Цветовая классификация находит поддержку в веществах. У Достоевского, как я уже говорил ранее, на первом месте желто-розовая медь, бронза или латунь; у Платонова – черное или серое железо. Важно и то, что медь и железо связаны с верхом и низом в пространственно-символическом отношении: медный купол и колокол венчают здание, составляют его «голову», Раскольников же обретает свой железный топор внизу под домом в каморке дворника. Иначе говоря, тот факт, что Раскольников взял топор не на кухне (то есть не на верху дома), а в его подвале, имеет помимо всего прочего и вещественно-пространственное и, следовательно, «телесное» объяснение. У Платонова железо также связано с низом или с движением вниз, но, согласно его символической логике, в этой интенции нет ничего вредного или враждебного.
Достоевский «поднимает» сюжет, движет его сквозь тело текста наверх к «голове», заставляя ее «забеременеть» и мечтать о разрешении от мысли (точнее, «идея» появляется уже в начале повествования, но ее тяжесть такова, что она придавливает человека к земле, заставляя его искать путь к освобождающему и спасительному верху). Платонов сюжет опускает, тушит в темноте и тумане, уводит вниз во влажные лощины и овраги своего «смутного чувства». В отличие от исходного смысла рождения и освобождения, он утверждает идею добровольного плена, возврата назад в материнское лоно.

* Задание: Перепишите фрагмент о Достоевском и Платонове от слов «Цветовая классификация находит» до слов «вредного или враждебного.» включительно, заменив «топор» на «нож».

Записи из набора точечной разметки:
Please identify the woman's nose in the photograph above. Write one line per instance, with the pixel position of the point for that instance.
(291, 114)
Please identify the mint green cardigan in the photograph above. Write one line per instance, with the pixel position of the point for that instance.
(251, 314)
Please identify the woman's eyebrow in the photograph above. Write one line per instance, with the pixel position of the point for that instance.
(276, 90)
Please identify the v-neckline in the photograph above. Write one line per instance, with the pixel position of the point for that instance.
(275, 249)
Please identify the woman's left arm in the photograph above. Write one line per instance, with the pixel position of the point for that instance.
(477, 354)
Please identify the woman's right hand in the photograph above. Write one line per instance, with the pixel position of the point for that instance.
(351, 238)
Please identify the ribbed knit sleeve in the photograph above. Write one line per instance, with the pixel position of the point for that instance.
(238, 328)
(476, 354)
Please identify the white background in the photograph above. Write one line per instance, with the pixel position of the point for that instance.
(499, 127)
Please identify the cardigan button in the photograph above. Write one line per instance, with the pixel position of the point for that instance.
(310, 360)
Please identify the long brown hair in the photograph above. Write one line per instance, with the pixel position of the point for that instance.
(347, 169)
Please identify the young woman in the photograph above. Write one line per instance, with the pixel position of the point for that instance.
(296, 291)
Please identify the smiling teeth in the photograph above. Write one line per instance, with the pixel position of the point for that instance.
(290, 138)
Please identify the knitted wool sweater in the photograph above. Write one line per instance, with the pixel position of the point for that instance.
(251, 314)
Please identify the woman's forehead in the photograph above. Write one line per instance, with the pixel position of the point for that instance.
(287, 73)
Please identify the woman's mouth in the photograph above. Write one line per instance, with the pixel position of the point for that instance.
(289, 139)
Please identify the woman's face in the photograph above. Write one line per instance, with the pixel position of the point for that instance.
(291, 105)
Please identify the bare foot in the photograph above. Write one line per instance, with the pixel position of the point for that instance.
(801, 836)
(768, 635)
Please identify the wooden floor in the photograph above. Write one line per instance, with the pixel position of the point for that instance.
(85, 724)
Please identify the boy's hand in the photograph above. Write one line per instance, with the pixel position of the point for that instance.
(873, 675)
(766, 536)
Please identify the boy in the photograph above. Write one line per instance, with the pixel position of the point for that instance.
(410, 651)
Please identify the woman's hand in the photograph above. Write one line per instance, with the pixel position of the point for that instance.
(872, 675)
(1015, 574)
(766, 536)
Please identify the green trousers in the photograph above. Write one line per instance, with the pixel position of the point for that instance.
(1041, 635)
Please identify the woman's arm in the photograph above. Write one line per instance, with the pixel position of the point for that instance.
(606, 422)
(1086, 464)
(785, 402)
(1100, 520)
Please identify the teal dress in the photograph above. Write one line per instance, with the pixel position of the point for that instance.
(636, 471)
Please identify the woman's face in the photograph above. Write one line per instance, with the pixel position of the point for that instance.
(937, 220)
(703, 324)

* Решение задания:
Цветовая классификация находит поддержку в веществах. У Достоевского, как я уже говорил ранее, на первом месте желто-розовая медь, бронза или латунь; у Платонова – черное или серое железо. Важно и то, что медь и железо связаны с верхом и низом в пространственно-символическом отношении: медный купол и колокол венчают здание, составляют его «голову», Раскольников же обретает свой железный нож внизу под домом в каморке дворника. Иначе говоря, тот факт, что Раскольников взял нож не на кухне (то есть не на верху дома), а в его подвале, имеет помимо всего прочего и вещественно-пространственное и, следовательно, «телесное» объяснение. У Платонова железо также связано с низом или с движением вниз, но, согласно его символической логике, в этой интенции нет ничего вредного или враждебного.